◆ EXCERPT:
John Hollins ’57 (BA’55) dies at 83

Jan 11, 2016

John Hollins Sr., a member of the storied Vanderbilt Law Class of 1957, died Jan. 7 in his sleep. Hollins was 83.

Read his obituary in The Tennessean.

Read his obituary in the Nashville Post.

 

His legal career included famously included his pro bono representation of Jeffrey Womack, the teen wrongfully accused in the 1975 murder of nine-year-old Marcia Trimble.

Hollins had retired in 2011 from his partnership at Hollins Raybin & Weissman, the firm he cofounded in 1976 with John W. Wagster ’70.

During his legal career, which spanned 54 years, Hollins served as president of the Nashville Bar Association, an assistant district attorney and a trial lawyer who practiced litigation, complex domestic relations cases and criminal cases.

Hollins was perhaps best known for his role in one of the most notorious cases in Nashville’s history, the murder of 9-year-old Marsha Trimble. On Easter Sunday in 1975, police discovered Trimble’s body in a garage near her Green Hills home after a search that had lasted more than a month. Suspicion immediately fell on Jeffrey Womack, her then-15-year-old neighbor. Womack was arrested for the killing in 1979, but ultimately not indicted, leaving him to live under the presumption of guilt for most of his adult life.

Hollins represented Womack for the next 30 years. According to his former law partner and friend, David Raybin, Hollins’ work kept Womack from being wrongfully convicted of Trimble’s murder and spending his life in prison. When Jerome Barrett, a serial rapist, was charged with Trimble’s murder in 2008 based on DNA evidence and later convicted, Raybin said, “John and his client were vindicated.”

Womack and Hollins co-authored a book about Womack’s ordeal, The Suspect: A Memoir, released in 2012. “He was absolutely a fierce advocate and just a consummate attorney in the old school style of trying cases,” Raybin said.

Hollins was a prosecutor for the City of Nashville from 1961 to 1963 and as an assistant district attorney for Davidson County from 1963 to 1969. He was awarded both his bachelor’s and law degrees from Vanderbilt in 1957.

He began writing poetry in 2002, according to a bio on his law firm’s website, and had written nearly 200 poems since.

Hollins is survived by his wife of 53 years, Carol Sue Vaught Hollins, three children and four grandchildren.

◆ AIM OF THE EXERCISE:
Answer these questions from the notice about John Hollins above.
(a) In what year did Hollins cofound his law firm, and with whom?
(b) What book did Hollins co-author, and in what year was it released?
(c) In what year did Hollins begin writing poetry?

◆ EXTRACTED DATA:
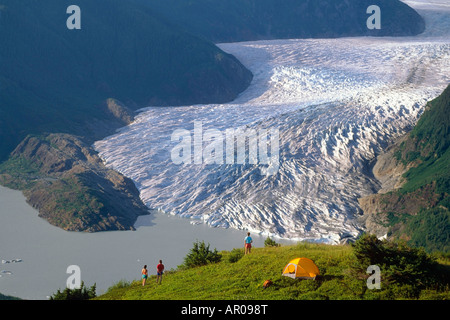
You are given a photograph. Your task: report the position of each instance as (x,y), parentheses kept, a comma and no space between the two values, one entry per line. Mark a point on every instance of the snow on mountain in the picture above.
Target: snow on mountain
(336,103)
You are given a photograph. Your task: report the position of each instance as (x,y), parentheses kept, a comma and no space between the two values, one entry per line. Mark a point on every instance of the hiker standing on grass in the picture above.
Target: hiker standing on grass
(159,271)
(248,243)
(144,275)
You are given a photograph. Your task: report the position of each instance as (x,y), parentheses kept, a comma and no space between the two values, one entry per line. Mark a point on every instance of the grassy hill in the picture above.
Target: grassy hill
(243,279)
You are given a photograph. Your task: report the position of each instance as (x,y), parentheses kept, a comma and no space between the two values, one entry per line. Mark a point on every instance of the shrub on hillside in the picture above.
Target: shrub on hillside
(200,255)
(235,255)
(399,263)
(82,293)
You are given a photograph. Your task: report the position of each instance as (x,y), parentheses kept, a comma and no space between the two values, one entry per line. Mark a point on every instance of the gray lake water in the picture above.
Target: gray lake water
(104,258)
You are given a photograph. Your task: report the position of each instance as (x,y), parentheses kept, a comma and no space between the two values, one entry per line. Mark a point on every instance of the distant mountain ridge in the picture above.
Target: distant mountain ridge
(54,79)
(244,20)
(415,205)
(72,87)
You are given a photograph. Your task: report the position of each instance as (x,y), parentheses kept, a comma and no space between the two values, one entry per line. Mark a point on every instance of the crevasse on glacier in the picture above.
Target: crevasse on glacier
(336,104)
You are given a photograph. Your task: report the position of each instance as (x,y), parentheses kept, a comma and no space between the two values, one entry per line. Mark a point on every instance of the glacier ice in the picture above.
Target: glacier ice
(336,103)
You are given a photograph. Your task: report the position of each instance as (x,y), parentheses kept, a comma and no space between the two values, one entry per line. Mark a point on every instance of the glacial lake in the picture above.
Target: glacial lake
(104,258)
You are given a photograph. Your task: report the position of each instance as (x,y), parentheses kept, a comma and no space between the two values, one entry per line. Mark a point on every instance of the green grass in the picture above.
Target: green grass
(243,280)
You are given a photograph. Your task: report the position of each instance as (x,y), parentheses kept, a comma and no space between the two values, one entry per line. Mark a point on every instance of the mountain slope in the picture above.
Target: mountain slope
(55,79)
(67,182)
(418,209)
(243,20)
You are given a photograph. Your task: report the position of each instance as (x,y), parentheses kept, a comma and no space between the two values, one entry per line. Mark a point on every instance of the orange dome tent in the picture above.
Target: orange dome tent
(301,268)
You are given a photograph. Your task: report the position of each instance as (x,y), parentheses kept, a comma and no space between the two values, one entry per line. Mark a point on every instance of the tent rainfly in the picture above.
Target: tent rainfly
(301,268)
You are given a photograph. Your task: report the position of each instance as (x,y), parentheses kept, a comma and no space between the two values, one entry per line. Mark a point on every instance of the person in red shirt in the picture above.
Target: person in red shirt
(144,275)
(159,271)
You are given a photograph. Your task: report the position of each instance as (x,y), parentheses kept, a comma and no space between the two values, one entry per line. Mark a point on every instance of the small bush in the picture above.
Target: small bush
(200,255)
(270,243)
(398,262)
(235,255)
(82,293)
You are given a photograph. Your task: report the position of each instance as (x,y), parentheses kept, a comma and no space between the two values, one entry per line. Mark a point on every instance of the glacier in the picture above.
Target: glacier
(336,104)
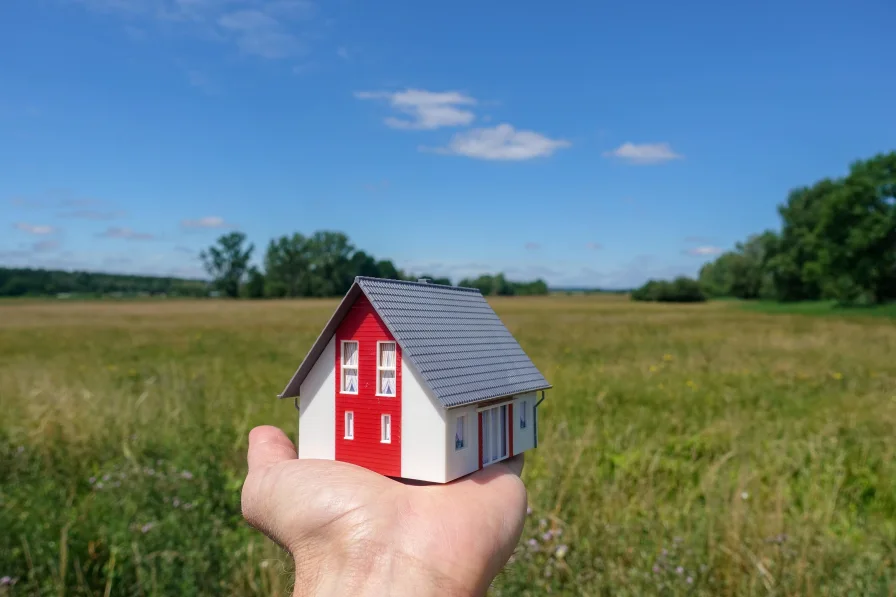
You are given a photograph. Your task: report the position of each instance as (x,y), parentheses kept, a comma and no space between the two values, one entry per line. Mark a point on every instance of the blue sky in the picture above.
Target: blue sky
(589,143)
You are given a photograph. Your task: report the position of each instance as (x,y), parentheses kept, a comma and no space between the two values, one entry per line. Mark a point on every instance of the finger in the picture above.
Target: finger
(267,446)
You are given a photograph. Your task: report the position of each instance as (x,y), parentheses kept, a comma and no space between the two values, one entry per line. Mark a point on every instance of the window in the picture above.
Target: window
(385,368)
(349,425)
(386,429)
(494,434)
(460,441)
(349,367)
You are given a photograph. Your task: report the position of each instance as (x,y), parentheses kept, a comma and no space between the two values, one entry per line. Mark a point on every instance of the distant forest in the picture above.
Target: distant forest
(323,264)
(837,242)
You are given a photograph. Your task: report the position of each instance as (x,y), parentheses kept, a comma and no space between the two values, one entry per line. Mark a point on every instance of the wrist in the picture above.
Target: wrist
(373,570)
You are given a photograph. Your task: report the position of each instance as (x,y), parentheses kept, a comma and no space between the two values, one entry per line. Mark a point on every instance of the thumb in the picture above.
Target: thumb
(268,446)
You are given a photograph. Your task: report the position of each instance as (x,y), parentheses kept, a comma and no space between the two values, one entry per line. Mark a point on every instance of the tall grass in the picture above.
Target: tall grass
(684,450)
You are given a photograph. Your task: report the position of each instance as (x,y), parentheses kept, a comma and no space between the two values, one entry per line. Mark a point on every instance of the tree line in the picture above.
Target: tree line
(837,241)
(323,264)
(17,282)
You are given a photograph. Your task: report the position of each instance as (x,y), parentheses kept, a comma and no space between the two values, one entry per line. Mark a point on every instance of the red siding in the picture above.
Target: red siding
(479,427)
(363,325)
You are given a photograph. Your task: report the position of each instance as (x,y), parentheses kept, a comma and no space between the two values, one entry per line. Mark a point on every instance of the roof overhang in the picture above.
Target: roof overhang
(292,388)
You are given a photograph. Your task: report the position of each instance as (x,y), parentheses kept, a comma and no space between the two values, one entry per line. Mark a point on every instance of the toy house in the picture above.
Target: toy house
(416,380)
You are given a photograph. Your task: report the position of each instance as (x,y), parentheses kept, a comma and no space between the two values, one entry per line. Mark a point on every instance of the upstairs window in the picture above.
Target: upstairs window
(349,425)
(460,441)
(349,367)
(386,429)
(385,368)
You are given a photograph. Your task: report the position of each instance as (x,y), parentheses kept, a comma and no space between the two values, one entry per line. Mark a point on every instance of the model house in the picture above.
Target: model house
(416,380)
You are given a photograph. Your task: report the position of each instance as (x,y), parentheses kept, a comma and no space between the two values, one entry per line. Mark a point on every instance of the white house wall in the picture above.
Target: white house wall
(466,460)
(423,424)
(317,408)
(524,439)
--
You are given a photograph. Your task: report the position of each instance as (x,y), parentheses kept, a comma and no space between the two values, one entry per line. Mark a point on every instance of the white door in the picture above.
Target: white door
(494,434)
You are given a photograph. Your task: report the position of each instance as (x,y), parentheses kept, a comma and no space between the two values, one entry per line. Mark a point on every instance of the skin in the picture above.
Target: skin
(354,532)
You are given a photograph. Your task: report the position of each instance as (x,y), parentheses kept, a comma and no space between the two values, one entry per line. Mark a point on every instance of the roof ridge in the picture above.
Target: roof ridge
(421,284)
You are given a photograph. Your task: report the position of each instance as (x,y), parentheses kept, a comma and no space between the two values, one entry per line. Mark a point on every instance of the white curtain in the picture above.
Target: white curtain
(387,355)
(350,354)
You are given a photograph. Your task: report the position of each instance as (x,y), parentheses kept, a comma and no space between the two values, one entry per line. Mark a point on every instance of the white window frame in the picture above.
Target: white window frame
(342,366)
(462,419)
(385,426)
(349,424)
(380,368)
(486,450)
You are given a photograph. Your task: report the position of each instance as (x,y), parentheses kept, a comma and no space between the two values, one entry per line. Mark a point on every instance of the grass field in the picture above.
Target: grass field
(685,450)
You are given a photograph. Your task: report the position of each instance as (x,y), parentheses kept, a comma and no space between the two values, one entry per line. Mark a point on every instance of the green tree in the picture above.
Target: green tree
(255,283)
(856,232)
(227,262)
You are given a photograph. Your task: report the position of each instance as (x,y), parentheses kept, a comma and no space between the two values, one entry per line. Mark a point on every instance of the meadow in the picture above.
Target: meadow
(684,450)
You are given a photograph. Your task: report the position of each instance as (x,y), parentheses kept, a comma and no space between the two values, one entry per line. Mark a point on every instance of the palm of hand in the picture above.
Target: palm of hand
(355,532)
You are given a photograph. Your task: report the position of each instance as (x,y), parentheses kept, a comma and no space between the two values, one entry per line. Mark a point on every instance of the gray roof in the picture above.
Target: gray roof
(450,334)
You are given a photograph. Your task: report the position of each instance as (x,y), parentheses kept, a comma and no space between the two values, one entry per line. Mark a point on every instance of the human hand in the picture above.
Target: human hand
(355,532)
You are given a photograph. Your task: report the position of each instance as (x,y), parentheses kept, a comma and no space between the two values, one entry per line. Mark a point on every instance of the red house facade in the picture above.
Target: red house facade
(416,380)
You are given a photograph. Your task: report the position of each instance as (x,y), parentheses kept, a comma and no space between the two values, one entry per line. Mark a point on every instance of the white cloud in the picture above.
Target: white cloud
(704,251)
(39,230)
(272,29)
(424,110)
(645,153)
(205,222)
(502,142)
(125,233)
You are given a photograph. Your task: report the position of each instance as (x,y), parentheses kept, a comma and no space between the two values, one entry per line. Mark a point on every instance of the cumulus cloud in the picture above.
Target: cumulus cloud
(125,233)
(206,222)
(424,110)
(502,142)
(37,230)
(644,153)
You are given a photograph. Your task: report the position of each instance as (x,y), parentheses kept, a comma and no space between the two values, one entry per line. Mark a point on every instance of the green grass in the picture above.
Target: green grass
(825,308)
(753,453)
---
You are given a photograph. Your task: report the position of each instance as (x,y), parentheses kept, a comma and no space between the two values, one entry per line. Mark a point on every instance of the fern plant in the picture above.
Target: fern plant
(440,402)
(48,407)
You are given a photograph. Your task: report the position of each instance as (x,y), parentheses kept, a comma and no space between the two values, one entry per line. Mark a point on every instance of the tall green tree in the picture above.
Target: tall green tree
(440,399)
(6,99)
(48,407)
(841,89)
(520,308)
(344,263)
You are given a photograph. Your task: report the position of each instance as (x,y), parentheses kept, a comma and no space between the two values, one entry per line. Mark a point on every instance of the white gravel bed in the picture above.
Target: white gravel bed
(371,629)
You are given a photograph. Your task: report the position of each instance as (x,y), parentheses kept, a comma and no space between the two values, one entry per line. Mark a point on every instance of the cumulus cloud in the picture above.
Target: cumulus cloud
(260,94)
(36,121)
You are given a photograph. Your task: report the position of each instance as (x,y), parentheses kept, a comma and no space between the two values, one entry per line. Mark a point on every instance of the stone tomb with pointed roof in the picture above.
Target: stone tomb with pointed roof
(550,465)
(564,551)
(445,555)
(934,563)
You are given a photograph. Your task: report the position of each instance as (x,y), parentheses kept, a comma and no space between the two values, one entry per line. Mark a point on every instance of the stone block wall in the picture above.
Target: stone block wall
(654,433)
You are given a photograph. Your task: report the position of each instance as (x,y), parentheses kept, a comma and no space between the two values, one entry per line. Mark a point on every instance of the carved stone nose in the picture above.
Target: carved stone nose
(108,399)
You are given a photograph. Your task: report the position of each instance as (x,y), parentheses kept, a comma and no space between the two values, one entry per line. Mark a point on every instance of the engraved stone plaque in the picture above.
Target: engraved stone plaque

◆ ANSWER BOX:
(a) 1976, with John W. Wagster.
(b) The Suspect: A Memoir, released in 2012.
(c) 2002.